*Exercise instructions*
Determine how many lines of the entries below contain the string "query", treating uppercase and lowercase as distinct. Reply with the number alone.

*Information provided*

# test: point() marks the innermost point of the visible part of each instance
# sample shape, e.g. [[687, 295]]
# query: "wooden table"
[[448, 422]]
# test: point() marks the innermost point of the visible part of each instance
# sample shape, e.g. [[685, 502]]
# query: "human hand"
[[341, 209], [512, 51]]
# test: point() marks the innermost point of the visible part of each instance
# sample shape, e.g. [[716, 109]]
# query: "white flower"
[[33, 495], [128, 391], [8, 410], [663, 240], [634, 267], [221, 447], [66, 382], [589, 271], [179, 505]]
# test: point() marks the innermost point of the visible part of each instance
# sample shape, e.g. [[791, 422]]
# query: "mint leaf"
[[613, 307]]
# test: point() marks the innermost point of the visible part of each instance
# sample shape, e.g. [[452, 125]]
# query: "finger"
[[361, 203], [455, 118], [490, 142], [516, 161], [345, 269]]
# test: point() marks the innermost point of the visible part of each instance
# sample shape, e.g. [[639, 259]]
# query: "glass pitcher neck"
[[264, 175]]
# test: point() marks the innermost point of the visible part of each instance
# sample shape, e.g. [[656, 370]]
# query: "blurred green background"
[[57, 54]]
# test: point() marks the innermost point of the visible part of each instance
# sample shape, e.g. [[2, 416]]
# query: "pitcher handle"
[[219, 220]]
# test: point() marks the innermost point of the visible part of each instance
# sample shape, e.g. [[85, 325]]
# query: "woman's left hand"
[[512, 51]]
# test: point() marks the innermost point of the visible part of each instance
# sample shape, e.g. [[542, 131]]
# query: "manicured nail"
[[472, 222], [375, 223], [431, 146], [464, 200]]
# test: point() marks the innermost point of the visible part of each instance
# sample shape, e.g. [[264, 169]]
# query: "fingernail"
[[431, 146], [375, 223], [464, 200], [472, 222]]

*Finished answer*
11